> **PROVIDED PASSAGE**
From state houses to the Supreme Court, women remain second-class Americans to men | Opinion

The U.S. Supreme Court is poised to reenter the debate around abortion, this time considering the Food and Drug Administration’s approval of mifepristone, one-half of the abortion pill regimen that can be taken up to 11 weeks after a missed period.

A decision on the legality of the clearance of the pill is expected next summer. According to NBC News, the court has agreed to consider appeals from both the Biden administration and a drugmaker that makes a brand version of mifepristone, defending the Food and Drug Administration decisions that made it easier to access and use the abortion pill, and potentially overturn a lower court decision that White House Press Secretary Karine Jean-Pierre said “threatens to undermine the FDA’s scientific independent judgment and would reimpose outdated restrictions on access to safe and effective abortion medication.”

However, in the aftermath of their decision on the Dobbs case last year, which overturned federal constitutional protections for abortion, many expect the Supreme Court to rule in favor of prohibiting the sale of mifepristone.

Opinion

The Guttmacher Institute — a leading research and policy organization that seeks to improve sexual health and expand reproductive rights — found that medical abortion (i.e. abortion pills like mifepristone) accounts for more than half of all U.S. abortions performed in medical facilities.

Mifepristone is necessary for a safe medical abortion. But the dirty little secret that anti-abortionists don’t want you to know is that if you remove it from the equation with its sister pill, misoprostol, women can still achieve a medical abortion — but it’s so much more painful.

So this case isn’t about banning abortions, it’s about making women’s health care as painful as it can possibly be.

And this conservative court seems ready to create more laws that hurt women.

But this upcoming fight isn’t just about this set of justices debasing the court even further. According to the Pew Research Center, public opinion of the court is at a historic low — only 44 % of the country maintains a favorable view of the court and 54 percent have an unfavorable view.

Nor is it about bolstering talking points for Democrats in an election year that creates a voting bloc of angry white women in swing states. Nor is it about conservatives losing their minds as the courts hand down yet another incredibly unpopular decision so close to a presidential election — though those would be nice consolation prizes as women have another fundamental right stripped from them.

This fight is about America’s medical misogyny and the bias women suffer from every day when seeking basic health care, much less reproductive medicine.

Women are considered second-class citizens when it comes to research that focuses on our specific needs. Reproductive health care is just the tip of a very large iceberg.

Anecdotally, ask just about any woman you know if she feels she’s been treated unfairly by a doctor on account of her gender, and chances are she’ll have a story.

The Kaiser Family Foundation reported that nearly one in 10 (9%) women ages 18-64 say they’ve experienced discrimination because of their age, gender, race, sexual orientation, religion or because of another personal characteristic during a health-care visit in the past two years.

“(Nearly one-third) of women report that their doctor had dismissed their concerns in that time period, 15% reported that a provider did not believe they were telling the truth, 19% say their doctor assumed something about them without asking, and 13% say that a provider suggested they were personally to blame for a health problem,” reports KFF.

> **DATASET RECORDS**

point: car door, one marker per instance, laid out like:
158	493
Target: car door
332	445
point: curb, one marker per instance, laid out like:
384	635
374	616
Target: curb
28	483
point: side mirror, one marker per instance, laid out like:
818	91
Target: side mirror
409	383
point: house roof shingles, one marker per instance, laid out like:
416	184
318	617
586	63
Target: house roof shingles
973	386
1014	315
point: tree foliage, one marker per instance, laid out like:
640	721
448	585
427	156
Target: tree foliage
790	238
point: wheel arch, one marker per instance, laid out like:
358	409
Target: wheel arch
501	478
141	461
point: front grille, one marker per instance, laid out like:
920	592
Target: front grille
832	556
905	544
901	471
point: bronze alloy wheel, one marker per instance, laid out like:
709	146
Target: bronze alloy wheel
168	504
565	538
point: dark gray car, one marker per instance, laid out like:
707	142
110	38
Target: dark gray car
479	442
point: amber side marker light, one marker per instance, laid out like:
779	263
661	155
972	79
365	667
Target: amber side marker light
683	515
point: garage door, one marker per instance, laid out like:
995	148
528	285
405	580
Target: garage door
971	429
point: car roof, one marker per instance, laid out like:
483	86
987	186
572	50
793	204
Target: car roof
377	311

> **REQUIRED TASKS**
1 – Decide whether each statement agrees with the opinion piece, answering yes or no and quoting the words that settle it: (a) Medical abortion accounts for more than half of U.S. abortions performed in medical facilities. (b) According to the Pew Research Center, 54 percent of the country views the court favorably. (c) Mifepristone can be taken up to 11 weeks after a missed period.
2 – Reproduce the part of the opinion piece starting with "And this conservative" and going on through "stripped from them.".
Answer from the opinion piece alone, not from the data.

> **YOUR RESPONSES**
1 –
(a) Yes: "medical abortion (i.e. abortion pills like mifepristone) accounts for more than half of all U.S. abortions performed in medical facilities"
(b) No: "only 44 % of the country maintains a favorable view of the court and 54 percent have an unfavorable view"
(c) Yes: "can be taken up to 11 weeks after a missed period"

2 –
And this conservative court seems ready to create more laws that hurt women.

But this upcoming fight isn’t just about this set of justices debasing the court even further. According to the Pew Research Center, public opinion of the court is at a historic low — only 44 % of the country maintains a favorable view of the court and 54 percent have an unfavorable view.

Nor is it about bolstering talking points for Democrats in an election year that creates a voting bloc of angry white women in swing states. Nor is it about conservatives losing their minds as the courts hand down yet another incredibly unpopular decision so close to a presidential election — though those would be nice consolation prizes as women have another fundamental right stripped from them.